**About this exercise**
From the entries below, copy every line where the string "lantern" appears.

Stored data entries

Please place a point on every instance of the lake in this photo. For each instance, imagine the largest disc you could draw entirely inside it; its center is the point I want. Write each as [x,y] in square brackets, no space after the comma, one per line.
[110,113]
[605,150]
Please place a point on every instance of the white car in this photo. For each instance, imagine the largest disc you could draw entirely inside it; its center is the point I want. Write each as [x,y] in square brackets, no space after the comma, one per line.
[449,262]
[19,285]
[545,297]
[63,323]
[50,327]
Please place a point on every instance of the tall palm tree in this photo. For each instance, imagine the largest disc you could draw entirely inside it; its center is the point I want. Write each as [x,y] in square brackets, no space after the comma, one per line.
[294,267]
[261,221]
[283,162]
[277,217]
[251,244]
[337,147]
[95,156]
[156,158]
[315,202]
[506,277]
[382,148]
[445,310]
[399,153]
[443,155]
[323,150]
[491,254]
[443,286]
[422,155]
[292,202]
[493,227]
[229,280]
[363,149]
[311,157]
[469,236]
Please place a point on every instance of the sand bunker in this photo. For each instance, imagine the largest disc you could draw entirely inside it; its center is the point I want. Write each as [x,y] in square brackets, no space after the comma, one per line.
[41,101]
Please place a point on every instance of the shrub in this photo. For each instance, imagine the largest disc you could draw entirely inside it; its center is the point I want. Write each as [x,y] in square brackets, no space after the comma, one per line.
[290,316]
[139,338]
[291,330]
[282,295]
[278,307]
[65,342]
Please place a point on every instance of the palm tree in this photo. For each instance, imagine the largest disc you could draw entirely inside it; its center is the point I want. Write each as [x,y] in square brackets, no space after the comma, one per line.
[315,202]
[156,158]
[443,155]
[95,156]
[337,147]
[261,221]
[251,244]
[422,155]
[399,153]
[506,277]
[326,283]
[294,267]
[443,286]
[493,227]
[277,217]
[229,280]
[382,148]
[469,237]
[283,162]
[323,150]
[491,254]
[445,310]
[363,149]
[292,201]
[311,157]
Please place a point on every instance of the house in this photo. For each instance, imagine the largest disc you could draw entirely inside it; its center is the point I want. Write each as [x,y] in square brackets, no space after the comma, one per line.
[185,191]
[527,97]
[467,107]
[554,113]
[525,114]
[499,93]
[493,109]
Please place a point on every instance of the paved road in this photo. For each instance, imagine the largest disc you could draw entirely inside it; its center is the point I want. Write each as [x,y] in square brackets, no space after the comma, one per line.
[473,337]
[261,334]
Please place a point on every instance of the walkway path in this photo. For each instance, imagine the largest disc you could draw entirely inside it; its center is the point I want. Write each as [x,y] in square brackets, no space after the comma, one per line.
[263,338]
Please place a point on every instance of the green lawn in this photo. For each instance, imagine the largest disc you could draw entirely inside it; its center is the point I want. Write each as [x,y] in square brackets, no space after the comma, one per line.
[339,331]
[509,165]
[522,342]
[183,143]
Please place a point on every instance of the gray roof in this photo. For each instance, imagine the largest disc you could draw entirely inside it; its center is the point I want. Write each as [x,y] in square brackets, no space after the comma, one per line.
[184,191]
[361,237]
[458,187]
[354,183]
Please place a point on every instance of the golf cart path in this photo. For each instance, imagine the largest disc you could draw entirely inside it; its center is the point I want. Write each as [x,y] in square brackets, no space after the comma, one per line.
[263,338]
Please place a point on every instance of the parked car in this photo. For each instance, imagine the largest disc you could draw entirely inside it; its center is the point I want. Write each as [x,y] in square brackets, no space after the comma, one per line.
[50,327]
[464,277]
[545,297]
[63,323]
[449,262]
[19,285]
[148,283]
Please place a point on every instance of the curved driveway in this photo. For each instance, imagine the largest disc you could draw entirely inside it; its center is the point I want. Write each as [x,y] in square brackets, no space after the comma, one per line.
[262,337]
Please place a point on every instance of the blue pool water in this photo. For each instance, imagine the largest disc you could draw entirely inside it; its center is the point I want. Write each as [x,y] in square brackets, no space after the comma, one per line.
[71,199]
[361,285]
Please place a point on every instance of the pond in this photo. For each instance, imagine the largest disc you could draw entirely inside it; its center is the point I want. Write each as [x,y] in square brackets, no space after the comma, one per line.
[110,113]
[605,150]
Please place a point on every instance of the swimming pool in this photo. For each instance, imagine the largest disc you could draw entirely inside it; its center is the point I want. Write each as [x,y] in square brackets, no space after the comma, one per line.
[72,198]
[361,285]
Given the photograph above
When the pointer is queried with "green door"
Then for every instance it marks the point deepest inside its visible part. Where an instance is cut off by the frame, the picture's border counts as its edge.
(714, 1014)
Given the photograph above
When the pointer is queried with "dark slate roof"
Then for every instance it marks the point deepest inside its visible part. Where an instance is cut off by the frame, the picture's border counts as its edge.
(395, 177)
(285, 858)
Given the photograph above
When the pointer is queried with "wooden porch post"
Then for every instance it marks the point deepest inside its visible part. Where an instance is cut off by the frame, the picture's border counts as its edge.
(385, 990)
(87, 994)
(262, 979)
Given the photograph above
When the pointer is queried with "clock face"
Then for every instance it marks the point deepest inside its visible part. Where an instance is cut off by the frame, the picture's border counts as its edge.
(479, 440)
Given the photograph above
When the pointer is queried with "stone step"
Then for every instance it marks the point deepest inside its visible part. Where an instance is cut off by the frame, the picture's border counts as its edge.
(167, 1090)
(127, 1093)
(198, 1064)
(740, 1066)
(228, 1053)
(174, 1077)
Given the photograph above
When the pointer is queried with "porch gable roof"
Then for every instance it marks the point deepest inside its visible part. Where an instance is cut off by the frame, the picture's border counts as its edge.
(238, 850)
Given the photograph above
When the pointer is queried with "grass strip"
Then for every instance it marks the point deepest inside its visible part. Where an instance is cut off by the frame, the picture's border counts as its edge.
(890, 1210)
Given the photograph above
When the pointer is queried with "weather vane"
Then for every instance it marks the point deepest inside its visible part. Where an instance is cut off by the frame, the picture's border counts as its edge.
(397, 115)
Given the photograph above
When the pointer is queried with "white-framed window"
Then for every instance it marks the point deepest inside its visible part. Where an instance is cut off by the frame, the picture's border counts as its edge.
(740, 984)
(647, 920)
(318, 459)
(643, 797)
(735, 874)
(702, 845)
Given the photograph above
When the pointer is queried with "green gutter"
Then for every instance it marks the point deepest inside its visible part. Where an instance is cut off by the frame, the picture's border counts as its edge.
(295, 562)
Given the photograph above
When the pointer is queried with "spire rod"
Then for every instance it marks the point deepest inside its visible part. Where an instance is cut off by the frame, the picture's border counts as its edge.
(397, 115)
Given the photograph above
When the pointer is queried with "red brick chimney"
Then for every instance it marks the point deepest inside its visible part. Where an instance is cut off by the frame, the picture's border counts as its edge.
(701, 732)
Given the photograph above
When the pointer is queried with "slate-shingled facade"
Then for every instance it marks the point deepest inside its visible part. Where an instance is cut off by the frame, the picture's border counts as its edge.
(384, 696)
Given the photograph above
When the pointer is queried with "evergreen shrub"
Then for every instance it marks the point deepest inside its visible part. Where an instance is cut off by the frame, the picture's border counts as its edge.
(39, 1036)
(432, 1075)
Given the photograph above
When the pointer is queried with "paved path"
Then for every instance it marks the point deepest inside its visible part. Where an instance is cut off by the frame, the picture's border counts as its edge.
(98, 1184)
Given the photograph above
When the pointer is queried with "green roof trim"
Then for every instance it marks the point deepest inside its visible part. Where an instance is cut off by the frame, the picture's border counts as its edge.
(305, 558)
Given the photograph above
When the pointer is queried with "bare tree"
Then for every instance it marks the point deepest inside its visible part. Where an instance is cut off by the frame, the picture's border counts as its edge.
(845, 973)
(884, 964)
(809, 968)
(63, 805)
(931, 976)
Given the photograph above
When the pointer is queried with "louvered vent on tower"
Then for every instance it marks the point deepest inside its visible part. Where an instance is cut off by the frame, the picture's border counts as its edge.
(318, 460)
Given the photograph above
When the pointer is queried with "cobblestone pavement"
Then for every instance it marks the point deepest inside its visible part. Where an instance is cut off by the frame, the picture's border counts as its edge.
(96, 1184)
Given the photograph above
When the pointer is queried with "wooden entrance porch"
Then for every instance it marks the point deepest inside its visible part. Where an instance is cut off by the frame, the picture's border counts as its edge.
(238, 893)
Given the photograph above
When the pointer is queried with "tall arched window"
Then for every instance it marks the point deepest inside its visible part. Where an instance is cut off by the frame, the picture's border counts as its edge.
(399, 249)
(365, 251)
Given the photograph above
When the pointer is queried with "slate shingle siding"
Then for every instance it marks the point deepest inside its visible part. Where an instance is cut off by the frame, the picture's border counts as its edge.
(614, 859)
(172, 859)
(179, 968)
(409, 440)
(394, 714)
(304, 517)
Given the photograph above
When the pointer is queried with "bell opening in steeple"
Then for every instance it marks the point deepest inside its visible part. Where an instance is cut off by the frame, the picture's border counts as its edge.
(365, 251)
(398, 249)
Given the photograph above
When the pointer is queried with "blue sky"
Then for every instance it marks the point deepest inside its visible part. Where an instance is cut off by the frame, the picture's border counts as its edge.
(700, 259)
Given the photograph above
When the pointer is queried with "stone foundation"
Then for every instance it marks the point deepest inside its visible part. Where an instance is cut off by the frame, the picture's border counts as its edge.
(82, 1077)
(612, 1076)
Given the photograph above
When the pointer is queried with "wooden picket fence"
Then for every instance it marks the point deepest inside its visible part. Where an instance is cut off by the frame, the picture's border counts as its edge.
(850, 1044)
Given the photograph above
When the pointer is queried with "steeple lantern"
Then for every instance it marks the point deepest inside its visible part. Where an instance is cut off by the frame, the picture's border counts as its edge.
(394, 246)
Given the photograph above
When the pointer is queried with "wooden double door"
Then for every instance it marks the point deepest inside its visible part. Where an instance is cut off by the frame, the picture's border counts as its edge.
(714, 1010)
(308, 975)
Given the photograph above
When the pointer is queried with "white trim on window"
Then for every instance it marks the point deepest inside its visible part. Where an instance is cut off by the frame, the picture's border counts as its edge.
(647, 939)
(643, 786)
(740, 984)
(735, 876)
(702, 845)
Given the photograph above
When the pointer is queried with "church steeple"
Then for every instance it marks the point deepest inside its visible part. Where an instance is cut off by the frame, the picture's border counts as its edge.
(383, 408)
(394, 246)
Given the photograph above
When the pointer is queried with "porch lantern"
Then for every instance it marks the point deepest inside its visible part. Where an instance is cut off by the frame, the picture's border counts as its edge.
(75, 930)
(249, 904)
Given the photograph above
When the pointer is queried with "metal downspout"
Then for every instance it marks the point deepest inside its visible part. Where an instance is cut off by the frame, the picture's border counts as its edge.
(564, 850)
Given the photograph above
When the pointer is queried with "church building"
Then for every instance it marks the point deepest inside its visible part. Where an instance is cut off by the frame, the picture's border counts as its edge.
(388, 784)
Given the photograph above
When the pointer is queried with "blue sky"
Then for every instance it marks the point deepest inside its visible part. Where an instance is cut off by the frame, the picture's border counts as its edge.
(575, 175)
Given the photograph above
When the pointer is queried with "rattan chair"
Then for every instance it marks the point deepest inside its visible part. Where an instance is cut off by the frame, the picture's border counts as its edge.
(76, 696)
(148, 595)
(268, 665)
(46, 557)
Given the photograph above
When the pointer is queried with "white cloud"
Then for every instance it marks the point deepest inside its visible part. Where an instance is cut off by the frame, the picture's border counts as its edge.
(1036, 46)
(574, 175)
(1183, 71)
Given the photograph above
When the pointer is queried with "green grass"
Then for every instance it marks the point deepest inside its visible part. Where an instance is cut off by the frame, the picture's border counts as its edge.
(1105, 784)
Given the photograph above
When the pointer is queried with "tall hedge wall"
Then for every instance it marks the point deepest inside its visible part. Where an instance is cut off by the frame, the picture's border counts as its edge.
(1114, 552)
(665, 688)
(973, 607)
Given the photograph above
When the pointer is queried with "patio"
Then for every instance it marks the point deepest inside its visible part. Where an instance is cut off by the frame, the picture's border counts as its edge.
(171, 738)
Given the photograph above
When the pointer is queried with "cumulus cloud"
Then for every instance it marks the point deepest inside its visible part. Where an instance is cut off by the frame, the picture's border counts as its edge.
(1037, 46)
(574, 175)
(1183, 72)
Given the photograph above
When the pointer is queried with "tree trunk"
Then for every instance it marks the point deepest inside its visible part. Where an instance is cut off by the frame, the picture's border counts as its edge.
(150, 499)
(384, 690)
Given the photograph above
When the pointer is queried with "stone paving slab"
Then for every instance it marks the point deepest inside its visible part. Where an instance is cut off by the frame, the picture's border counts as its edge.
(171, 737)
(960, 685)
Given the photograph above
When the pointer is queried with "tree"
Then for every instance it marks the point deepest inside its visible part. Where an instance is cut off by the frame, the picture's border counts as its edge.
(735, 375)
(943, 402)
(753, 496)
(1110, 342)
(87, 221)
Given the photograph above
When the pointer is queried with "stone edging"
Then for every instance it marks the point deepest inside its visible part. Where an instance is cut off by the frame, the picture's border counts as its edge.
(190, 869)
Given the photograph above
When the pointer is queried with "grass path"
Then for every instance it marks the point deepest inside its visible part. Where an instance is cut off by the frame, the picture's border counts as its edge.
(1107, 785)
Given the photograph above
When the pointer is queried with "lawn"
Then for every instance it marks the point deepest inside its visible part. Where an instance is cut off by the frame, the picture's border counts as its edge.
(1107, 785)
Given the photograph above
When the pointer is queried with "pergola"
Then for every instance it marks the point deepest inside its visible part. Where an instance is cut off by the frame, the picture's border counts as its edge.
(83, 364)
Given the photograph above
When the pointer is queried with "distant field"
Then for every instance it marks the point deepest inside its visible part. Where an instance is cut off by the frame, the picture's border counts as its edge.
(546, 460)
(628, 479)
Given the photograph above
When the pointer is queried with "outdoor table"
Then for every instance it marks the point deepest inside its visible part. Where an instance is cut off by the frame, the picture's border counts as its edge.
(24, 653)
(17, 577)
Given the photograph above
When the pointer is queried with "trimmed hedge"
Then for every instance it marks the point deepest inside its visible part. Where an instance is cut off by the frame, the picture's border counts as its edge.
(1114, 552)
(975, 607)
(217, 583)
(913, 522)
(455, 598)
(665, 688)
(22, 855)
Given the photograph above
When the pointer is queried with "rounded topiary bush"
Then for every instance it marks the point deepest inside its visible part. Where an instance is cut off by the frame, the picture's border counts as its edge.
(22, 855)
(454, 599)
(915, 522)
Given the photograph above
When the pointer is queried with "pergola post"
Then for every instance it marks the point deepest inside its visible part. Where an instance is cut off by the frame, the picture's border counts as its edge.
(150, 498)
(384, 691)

**Exercise response**
When the pointer is queried with "steeple lantern"
When the pointer is queried with "porch lantern"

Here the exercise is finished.